» WHAT IS NEEDED
Format the lines of the material as a numbered list, omitting blank lines, starting with the first line and going on through the line that contains "[514,794,565,896]".

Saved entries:
___

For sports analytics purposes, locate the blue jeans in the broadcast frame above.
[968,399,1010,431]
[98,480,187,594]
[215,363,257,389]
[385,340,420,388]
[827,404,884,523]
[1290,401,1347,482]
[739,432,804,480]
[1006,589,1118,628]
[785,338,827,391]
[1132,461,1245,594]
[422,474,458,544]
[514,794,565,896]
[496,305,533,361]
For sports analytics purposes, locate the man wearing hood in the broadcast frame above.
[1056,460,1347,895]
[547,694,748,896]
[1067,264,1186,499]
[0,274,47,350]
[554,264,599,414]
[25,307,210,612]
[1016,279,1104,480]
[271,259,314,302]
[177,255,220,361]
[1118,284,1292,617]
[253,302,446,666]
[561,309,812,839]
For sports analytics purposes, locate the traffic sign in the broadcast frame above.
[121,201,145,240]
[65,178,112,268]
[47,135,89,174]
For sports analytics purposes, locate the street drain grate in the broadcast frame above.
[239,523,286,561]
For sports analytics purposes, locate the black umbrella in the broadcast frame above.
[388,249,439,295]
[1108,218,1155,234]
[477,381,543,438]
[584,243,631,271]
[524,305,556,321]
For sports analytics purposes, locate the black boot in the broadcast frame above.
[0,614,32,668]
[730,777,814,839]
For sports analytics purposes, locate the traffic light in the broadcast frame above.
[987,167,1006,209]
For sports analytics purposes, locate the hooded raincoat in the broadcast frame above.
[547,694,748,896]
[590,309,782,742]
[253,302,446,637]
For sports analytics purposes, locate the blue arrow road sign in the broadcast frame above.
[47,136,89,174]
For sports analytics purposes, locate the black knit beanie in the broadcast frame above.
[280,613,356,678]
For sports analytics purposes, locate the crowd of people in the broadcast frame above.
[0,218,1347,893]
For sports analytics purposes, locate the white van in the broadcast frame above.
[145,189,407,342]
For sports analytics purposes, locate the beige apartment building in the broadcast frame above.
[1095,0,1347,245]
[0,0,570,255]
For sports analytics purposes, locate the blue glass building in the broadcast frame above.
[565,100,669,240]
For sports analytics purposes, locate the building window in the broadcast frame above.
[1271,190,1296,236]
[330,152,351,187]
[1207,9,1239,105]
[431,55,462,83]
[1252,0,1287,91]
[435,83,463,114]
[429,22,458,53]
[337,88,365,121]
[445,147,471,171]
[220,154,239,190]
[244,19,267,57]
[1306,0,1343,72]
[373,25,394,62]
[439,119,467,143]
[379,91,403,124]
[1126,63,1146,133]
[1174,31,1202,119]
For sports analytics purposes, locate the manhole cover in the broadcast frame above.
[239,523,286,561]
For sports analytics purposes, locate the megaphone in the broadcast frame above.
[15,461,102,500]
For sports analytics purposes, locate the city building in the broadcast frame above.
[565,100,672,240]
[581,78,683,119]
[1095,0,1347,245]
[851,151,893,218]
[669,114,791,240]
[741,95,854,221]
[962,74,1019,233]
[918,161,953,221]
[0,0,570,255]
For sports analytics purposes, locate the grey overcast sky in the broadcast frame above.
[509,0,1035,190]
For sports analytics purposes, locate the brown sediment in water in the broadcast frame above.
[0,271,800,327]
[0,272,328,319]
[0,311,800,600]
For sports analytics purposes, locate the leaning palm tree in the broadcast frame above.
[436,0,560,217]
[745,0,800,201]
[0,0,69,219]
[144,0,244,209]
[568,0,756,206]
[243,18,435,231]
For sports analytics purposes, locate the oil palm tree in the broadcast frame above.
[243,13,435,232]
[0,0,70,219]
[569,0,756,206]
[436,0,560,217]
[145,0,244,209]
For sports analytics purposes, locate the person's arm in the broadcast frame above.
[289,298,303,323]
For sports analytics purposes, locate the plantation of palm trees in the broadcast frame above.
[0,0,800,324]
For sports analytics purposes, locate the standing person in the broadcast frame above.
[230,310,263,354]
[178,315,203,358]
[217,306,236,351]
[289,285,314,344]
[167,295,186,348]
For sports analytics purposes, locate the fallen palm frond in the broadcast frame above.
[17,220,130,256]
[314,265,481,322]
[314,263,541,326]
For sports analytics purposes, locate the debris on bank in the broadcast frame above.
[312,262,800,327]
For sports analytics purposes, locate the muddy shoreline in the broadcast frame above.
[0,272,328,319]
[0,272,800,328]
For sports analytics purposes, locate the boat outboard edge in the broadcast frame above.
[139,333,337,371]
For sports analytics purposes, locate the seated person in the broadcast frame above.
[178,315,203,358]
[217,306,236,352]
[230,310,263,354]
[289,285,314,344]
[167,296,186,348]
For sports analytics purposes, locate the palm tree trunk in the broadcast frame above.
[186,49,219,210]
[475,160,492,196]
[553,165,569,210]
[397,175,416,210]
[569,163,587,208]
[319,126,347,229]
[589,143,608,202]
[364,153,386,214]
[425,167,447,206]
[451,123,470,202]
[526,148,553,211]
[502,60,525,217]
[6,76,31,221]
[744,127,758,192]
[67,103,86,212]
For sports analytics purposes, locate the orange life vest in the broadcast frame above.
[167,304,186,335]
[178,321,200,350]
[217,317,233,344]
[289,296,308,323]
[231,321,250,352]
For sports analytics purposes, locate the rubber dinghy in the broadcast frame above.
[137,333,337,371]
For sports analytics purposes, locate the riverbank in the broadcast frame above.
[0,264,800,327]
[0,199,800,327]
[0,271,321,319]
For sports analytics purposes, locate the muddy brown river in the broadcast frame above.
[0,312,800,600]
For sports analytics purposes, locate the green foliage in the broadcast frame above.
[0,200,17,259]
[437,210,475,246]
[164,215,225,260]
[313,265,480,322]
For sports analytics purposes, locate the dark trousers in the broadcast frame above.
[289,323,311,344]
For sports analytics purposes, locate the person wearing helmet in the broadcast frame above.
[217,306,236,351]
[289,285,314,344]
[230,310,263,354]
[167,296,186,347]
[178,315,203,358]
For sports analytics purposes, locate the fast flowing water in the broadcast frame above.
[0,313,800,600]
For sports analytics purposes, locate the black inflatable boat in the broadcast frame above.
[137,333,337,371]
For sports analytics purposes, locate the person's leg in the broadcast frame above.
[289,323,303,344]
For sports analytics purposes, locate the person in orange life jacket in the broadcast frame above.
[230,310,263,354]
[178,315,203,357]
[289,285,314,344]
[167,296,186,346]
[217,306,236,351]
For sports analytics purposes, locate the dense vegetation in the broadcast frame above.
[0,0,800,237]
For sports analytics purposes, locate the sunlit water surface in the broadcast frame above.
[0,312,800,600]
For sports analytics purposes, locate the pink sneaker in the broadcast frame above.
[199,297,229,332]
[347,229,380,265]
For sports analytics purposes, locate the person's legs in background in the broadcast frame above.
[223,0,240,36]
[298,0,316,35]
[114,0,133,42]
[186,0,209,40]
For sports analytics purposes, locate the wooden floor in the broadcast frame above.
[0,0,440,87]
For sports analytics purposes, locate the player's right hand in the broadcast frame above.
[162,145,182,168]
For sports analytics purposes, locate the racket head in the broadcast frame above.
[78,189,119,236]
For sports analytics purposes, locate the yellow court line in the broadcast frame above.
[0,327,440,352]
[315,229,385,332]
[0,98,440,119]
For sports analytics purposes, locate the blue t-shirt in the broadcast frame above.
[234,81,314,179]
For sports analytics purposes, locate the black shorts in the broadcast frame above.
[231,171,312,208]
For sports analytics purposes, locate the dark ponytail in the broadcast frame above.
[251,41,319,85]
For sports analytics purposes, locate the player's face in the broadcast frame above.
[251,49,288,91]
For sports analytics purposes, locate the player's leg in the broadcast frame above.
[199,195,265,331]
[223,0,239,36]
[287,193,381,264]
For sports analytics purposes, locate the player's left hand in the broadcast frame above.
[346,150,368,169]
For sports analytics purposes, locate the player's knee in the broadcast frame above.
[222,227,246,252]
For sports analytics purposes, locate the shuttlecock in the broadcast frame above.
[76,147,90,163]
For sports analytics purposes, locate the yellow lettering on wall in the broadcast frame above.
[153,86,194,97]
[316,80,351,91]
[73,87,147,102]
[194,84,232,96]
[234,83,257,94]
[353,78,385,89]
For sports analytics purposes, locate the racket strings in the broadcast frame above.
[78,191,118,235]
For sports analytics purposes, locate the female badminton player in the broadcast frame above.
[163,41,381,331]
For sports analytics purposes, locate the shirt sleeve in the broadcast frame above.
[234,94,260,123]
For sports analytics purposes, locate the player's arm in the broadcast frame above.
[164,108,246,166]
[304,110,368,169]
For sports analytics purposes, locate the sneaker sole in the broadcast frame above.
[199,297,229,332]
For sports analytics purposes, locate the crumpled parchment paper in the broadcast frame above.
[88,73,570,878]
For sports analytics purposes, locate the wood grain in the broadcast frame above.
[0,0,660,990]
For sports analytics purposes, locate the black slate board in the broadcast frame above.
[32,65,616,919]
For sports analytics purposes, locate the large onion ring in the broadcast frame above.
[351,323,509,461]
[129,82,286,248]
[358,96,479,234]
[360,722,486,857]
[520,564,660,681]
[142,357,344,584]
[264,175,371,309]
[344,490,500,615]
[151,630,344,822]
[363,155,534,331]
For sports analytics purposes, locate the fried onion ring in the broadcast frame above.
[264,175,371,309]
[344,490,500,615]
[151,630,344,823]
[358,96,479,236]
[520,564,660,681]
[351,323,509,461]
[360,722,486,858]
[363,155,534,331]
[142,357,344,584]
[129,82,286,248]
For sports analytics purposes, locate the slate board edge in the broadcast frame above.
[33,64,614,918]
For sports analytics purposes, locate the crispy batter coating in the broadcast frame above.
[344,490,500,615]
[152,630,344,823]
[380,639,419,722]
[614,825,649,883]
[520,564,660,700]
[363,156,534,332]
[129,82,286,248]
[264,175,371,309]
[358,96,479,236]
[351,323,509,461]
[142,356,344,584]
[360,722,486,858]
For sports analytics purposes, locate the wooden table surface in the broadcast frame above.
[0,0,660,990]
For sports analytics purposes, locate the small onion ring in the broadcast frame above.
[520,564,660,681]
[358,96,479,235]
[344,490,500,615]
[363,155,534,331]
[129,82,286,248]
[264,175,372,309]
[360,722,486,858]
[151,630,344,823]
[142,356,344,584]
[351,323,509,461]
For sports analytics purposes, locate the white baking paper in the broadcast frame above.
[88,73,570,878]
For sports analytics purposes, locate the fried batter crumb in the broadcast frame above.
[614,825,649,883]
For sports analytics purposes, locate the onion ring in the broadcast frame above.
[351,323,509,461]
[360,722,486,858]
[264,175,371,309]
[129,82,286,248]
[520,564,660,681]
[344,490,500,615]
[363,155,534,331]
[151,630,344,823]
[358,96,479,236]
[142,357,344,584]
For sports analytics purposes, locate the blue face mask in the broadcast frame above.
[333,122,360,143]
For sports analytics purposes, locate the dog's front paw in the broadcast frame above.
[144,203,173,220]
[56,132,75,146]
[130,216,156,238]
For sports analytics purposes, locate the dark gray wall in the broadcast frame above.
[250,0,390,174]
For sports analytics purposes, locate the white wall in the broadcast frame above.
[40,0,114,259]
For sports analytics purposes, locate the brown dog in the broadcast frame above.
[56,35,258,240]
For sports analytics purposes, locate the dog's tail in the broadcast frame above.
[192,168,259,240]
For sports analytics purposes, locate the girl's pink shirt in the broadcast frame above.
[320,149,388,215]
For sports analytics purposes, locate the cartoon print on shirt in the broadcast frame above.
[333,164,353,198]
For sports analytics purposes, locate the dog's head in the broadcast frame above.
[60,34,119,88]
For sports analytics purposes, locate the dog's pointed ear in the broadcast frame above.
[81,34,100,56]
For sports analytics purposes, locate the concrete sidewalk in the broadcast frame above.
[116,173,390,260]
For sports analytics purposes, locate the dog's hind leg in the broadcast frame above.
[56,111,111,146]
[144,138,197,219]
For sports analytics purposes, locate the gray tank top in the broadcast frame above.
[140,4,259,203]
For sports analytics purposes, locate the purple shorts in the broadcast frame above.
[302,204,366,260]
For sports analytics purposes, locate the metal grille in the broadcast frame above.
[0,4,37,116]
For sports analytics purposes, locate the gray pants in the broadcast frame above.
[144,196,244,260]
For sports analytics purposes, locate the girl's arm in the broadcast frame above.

___

» FULL RESPONSE
1. For sports analytics purposes, locate the blue jeans in the broadcast frame above.
2. [968,399,1010,431]
3. [98,480,187,594]
4. [215,363,257,389]
5. [385,340,420,388]
6. [827,404,884,523]
7. [1290,401,1347,482]
8. [739,432,804,480]
9. [1006,589,1118,628]
10. [785,338,827,391]
11. [1132,461,1245,594]
12. [422,474,458,544]
13. [514,794,565,896]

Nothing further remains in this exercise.